------ DOCUMENT TEXT ------

Skip to content

Real-Time Analytics

Build a real-time analytics system that ingests events via Zerobus gRPC, processes them through Spark Structured Streaming, materializes aggregates in Lakebase for low-latency serving, and exposes the data through a Genie Space for natural-language exploration.

Skills used: databricks-zerobus-ingest, databricks-spark-structured-streaming, databricks-lakebase-autoscale, databricks-genie MCP tools used: execute_sql, get_table_details, execute_databricks_command, create_or_update_lakebase_branch, create_or_update_lakebase_sync, create_or_update_genie, ask_genie

  • A Databricks workspace with Unity Catalog enabled
  • A target table for raw event ingestion (e.g. main.streaming.raw_events)
  • A running cluster for Spark Structured Streaming jobs
  • A SQL warehouse for the Genie Space
  1. Set up the Zerobus Ingest producer

    Create a gRPC client that streams events directly into a Delta table in near real-time.

    Build a Python Zerobus Ingest producer that streams click events directly
    into the Delta table main.streaming.raw_events using gRPC. Include fields
    for event_id, user_id, event_type, page_url, and timestamp. Add proper
    error handling and retry logic.
  2. Build the streaming processing pipeline

    Process raw events with windowed aggregations and stateful transformations.

    Write a Spark Structured Streaming job that:
    1. Reads from main.streaming.raw_events using Change Data Feed
    2. Applies a 10-minute watermark on the timestamp column
    3. Computes event counts per 5-minute tumbling window grouped by event_type
    4. Writes the windowed aggregates to main.streaming.event_aggregates
    Use an availableNow trigger for cost-efficient micro-batch processing.
  3. Create a Lakebase database for low-latency serving

    Set up Lakebase Autoscale and sync aggregated data for application access.

------

TASK REQUIREMENTS:
1. In the real-time analytics guide, which trigger does the Spark Structured Streaming job use for cost-efficient micro-batch processing?
2. Please mark each statement yes or no against the real-time analytics guide, quoting the words that decide it: (a) the streaming job applies a 10-minute watermark on the timestamp column; (b) event counts are computed per 10-minute tumbling window; (c) a running cluster is listed for the Genie Space.

------ EXTRACTED DATA ------

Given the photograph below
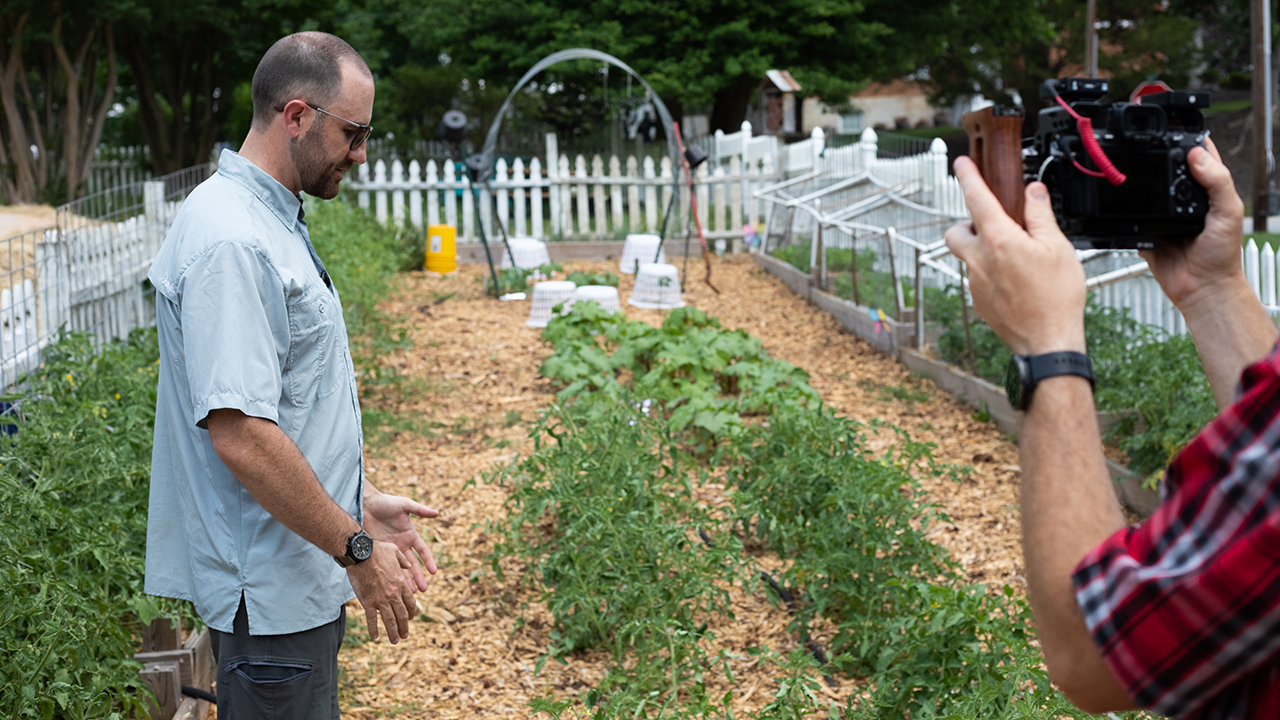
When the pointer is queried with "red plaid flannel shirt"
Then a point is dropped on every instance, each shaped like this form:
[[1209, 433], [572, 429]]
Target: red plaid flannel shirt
[[1185, 606]]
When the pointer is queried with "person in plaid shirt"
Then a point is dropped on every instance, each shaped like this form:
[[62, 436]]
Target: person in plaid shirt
[[1179, 614]]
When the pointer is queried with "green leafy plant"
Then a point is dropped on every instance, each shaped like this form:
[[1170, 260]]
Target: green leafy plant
[[581, 278], [1152, 379], [703, 378], [611, 534], [73, 487], [603, 516], [516, 279]]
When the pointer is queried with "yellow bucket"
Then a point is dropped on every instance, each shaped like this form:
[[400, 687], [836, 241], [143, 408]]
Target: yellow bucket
[[442, 249]]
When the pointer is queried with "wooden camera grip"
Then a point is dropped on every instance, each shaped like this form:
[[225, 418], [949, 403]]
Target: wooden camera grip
[[996, 146]]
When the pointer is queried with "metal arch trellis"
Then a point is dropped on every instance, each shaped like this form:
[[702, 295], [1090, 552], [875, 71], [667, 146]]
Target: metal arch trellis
[[490, 141]]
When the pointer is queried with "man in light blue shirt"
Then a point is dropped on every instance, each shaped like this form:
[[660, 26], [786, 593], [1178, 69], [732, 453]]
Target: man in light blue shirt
[[257, 472]]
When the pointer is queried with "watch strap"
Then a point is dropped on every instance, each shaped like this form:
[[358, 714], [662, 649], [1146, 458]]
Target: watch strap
[[350, 559], [1052, 364]]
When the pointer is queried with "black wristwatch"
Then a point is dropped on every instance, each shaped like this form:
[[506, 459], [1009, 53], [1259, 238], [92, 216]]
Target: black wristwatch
[[360, 547], [1027, 370]]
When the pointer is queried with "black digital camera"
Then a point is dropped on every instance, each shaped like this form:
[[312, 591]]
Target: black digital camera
[[1146, 144]]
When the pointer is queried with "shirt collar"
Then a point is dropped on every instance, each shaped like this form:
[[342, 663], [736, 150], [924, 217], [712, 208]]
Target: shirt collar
[[283, 204]]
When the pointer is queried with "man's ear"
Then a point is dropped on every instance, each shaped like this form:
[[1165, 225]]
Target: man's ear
[[296, 122]]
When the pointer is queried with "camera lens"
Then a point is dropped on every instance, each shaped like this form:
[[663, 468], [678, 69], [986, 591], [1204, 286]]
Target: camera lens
[[1137, 119]]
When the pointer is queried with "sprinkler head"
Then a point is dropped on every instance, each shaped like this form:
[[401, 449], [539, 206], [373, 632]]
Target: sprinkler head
[[695, 155]]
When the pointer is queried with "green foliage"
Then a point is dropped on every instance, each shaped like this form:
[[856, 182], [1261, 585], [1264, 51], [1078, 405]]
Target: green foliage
[[73, 487], [1152, 379], [516, 279], [699, 376], [603, 515], [609, 531], [1162, 381], [581, 278]]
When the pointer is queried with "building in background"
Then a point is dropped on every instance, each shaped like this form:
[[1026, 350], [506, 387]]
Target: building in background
[[782, 109]]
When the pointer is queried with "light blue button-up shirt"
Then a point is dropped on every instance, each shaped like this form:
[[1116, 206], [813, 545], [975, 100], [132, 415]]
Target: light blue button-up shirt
[[247, 320]]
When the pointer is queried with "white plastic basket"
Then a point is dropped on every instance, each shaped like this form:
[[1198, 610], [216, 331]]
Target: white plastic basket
[[548, 295], [529, 253], [606, 295], [657, 287], [638, 250]]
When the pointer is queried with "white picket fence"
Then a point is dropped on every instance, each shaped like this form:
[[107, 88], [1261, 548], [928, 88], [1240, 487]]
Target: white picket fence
[[115, 167], [579, 197], [86, 273]]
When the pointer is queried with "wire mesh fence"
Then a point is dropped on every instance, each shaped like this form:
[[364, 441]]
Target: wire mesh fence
[[87, 272]]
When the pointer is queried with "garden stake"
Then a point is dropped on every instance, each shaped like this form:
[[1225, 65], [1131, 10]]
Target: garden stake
[[693, 206], [484, 241], [853, 267], [498, 222]]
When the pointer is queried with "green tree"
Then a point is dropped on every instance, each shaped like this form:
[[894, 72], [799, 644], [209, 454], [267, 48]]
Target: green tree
[[999, 49], [693, 54], [187, 59], [58, 78]]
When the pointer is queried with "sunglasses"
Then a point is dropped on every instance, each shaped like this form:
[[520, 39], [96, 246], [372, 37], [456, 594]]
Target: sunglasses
[[361, 131]]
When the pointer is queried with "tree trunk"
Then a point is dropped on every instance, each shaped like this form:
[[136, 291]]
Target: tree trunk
[[83, 118], [730, 106]]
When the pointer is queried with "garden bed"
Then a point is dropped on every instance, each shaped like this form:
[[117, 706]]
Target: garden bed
[[472, 391]]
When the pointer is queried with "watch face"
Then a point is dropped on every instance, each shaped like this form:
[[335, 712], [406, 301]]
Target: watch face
[[361, 546], [1014, 381]]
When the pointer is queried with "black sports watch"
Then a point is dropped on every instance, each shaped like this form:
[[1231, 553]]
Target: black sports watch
[[1027, 370], [360, 547]]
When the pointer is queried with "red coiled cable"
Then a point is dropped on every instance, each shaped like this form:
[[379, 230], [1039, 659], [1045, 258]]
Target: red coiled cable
[[1091, 145]]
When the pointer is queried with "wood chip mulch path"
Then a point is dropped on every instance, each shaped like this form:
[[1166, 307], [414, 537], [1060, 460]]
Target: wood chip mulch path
[[474, 388]]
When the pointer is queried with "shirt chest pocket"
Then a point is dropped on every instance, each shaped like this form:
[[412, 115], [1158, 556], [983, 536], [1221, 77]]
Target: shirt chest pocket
[[314, 368]]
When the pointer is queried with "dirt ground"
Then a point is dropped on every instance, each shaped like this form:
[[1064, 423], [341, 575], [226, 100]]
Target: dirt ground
[[475, 388], [17, 256]]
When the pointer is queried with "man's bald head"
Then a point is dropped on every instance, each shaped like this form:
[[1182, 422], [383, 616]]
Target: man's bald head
[[304, 64]]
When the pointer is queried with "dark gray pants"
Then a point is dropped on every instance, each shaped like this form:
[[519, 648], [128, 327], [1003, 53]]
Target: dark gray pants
[[289, 677]]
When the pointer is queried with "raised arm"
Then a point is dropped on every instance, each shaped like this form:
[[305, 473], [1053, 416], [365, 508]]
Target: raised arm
[[1206, 281], [1029, 287]]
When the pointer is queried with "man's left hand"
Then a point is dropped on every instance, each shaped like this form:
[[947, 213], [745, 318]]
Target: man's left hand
[[389, 518], [1027, 283]]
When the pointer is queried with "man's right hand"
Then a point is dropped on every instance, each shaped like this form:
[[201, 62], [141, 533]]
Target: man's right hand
[[382, 589], [1198, 272]]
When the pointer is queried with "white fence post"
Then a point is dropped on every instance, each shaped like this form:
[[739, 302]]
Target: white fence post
[[415, 196], [553, 167], [867, 146], [616, 194], [398, 194], [650, 197], [1251, 264], [380, 196], [634, 212], [535, 197], [362, 196], [936, 172], [152, 204], [517, 194], [598, 196]]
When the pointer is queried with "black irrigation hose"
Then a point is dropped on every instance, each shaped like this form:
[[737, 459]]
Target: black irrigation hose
[[785, 596], [199, 693]]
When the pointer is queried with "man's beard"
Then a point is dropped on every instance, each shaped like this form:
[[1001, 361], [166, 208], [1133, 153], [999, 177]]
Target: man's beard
[[318, 174]]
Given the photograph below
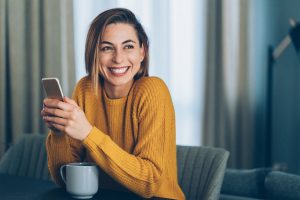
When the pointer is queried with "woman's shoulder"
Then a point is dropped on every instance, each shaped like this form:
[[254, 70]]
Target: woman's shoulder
[[151, 86]]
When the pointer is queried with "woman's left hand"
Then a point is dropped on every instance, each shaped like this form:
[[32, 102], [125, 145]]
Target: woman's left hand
[[67, 117]]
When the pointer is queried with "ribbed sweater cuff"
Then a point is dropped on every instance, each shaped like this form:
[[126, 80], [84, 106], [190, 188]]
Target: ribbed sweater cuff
[[95, 137]]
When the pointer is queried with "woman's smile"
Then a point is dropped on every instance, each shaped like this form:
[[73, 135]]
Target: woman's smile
[[118, 71]]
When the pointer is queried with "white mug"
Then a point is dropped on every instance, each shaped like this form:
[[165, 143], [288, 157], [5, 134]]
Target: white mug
[[81, 179]]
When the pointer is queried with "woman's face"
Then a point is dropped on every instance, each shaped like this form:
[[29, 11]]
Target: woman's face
[[120, 55]]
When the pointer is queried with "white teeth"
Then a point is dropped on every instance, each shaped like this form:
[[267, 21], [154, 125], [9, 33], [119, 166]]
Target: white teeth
[[118, 70]]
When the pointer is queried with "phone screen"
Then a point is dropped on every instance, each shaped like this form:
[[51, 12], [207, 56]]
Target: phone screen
[[52, 88]]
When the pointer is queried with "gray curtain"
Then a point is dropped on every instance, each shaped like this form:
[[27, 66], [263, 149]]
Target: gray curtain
[[228, 112], [36, 40]]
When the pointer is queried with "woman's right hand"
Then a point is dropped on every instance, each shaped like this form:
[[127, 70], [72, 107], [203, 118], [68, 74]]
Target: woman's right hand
[[50, 126]]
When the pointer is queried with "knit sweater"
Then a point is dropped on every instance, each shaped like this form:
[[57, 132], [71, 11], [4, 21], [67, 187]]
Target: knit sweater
[[132, 140]]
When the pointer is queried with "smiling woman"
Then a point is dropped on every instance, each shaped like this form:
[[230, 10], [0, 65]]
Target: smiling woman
[[120, 58], [119, 117]]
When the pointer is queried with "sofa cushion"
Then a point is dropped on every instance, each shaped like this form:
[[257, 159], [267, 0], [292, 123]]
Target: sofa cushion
[[280, 185], [245, 183], [232, 197]]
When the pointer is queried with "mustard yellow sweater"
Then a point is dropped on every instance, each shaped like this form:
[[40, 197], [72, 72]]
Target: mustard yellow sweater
[[132, 140]]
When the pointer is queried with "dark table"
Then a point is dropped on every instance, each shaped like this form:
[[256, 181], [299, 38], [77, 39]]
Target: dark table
[[23, 188]]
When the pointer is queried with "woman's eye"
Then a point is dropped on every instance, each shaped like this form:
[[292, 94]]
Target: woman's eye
[[106, 48], [129, 46]]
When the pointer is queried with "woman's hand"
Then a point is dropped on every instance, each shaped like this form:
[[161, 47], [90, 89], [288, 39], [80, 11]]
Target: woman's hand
[[66, 116]]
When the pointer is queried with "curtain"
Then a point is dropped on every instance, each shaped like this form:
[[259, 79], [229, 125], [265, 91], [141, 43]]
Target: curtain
[[36, 40], [228, 111]]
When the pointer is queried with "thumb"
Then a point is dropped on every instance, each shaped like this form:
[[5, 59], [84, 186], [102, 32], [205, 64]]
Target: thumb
[[70, 101]]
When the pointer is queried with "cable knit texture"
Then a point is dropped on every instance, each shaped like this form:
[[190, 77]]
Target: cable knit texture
[[132, 140]]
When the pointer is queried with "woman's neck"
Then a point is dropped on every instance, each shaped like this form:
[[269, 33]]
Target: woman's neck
[[117, 92]]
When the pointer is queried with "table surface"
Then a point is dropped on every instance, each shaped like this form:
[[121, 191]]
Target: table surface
[[23, 188]]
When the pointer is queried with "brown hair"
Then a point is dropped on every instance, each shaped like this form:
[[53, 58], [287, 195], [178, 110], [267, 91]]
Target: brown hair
[[94, 37]]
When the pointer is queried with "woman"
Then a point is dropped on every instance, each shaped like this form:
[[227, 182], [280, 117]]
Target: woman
[[119, 117]]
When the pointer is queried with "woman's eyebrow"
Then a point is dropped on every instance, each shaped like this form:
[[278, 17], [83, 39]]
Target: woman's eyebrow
[[126, 41], [106, 42]]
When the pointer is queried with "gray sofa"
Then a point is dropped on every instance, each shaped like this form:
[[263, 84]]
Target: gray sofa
[[200, 169], [260, 183]]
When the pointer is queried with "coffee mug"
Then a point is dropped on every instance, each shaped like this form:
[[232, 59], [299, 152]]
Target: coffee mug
[[81, 179]]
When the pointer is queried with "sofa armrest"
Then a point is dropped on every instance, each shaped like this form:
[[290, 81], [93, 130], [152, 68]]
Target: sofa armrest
[[245, 183], [281, 185]]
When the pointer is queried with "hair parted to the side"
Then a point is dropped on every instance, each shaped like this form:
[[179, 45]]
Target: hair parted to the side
[[94, 37]]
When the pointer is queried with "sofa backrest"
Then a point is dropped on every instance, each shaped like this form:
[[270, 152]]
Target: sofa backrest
[[201, 171]]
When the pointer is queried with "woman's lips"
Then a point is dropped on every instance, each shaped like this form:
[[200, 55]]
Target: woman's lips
[[118, 71]]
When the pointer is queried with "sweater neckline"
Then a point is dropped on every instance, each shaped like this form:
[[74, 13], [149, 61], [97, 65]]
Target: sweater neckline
[[113, 102]]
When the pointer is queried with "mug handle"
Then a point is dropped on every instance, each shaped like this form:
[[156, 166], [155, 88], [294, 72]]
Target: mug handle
[[62, 173]]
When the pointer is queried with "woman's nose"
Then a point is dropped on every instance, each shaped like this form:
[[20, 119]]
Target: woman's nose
[[118, 56]]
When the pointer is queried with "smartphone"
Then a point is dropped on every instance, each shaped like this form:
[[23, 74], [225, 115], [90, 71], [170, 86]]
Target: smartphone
[[52, 88]]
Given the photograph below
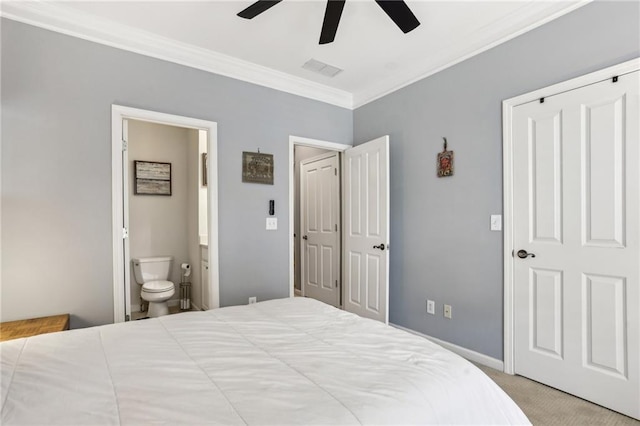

------

WORKED ANSWERS:
1. An availableNow trigger.

2.
(a) Yes: "Applies a 10-minute watermark on the timestamp column"
(b) No: "Computes event counts per 5-minute tumbling window grouped by event_type"
(c) No: "A SQL warehouse for the Genie Space"